### DESCRIPTION OF THE TASK
Find each line in the records that contains the word "stone" with matching case, and copy those lines.

### STORED ROWS
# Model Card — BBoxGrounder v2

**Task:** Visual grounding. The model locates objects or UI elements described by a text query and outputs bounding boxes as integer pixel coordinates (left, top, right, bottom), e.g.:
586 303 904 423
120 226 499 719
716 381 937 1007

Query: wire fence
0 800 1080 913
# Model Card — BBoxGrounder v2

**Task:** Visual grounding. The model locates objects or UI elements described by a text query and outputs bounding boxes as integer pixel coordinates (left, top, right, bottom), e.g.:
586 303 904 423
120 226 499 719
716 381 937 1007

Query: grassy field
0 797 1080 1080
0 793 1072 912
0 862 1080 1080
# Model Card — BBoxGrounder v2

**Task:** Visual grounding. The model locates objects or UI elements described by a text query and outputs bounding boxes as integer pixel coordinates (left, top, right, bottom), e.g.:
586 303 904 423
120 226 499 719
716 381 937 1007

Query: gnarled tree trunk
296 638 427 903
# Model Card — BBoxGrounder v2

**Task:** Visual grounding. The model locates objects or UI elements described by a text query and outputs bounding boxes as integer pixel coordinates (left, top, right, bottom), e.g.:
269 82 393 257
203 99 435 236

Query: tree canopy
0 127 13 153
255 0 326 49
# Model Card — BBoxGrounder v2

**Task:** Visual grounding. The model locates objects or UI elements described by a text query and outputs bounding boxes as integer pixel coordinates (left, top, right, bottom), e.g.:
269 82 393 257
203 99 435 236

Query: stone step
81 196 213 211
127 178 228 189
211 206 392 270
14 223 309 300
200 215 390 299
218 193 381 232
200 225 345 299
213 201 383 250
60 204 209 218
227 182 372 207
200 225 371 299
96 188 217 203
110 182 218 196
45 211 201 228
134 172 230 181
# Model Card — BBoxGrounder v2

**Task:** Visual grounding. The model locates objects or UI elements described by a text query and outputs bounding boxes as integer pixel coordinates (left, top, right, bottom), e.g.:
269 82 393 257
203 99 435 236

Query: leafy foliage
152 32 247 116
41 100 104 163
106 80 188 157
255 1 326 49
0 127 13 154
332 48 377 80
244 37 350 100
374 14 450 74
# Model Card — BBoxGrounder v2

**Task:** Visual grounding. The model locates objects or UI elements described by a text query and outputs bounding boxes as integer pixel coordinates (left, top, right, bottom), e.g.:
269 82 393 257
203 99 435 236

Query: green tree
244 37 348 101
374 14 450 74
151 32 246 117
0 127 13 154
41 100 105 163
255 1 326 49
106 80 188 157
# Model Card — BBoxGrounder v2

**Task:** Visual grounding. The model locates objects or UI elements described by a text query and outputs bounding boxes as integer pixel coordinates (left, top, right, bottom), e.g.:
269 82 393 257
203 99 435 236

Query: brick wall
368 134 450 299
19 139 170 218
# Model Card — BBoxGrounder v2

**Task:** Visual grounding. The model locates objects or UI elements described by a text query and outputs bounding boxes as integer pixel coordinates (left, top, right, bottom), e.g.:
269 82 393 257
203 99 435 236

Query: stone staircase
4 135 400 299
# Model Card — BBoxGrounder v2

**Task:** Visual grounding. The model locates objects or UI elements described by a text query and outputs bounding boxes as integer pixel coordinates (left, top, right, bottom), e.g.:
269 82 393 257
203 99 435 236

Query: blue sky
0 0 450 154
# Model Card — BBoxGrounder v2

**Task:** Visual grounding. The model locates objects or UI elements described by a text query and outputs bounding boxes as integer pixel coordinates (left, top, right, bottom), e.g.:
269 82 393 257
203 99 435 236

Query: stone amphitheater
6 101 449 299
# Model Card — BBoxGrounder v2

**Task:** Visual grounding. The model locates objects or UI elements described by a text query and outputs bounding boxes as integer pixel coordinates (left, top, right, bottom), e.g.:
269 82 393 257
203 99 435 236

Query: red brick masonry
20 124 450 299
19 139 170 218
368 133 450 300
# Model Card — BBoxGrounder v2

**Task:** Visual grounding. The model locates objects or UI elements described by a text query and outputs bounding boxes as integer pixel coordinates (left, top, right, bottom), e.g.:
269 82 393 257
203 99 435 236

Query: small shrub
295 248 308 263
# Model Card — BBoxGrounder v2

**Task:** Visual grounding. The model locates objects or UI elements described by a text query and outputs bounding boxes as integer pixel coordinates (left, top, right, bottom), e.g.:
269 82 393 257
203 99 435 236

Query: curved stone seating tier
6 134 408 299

### ANSWER IN FULL
Query: stone step
Query: stone staircase
Query: stone amphitheater
Query: curved stone seating tier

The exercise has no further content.